Work to complete: Where the word "board" occurs in a line of the listing, please copy the line.

Record excerpts:
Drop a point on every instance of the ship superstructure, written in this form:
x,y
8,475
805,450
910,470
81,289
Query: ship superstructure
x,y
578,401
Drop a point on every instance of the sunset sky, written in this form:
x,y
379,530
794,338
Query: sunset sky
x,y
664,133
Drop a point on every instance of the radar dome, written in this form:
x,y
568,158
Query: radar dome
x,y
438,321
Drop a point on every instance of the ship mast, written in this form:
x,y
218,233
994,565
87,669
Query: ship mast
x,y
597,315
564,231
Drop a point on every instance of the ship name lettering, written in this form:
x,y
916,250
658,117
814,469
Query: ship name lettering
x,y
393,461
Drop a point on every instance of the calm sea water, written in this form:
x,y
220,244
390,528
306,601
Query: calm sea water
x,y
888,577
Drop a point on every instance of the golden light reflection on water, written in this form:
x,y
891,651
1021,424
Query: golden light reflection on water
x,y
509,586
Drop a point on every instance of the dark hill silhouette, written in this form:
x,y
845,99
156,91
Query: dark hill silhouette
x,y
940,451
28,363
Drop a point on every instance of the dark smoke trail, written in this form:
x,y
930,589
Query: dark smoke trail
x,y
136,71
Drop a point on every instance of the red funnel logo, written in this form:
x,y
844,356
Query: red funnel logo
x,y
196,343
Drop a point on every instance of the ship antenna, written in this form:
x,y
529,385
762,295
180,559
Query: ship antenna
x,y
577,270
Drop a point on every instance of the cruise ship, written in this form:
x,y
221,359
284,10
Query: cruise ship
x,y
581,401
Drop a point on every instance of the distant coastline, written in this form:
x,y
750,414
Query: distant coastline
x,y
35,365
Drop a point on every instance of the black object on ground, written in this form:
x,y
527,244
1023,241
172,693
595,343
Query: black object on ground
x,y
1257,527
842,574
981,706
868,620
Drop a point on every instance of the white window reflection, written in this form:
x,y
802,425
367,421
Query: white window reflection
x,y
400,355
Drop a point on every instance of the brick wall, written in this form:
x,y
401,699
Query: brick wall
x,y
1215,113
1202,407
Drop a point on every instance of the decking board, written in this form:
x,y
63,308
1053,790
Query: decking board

Your solution:
Drop a point on every instance of the decking board, written in this form:
Query: decking board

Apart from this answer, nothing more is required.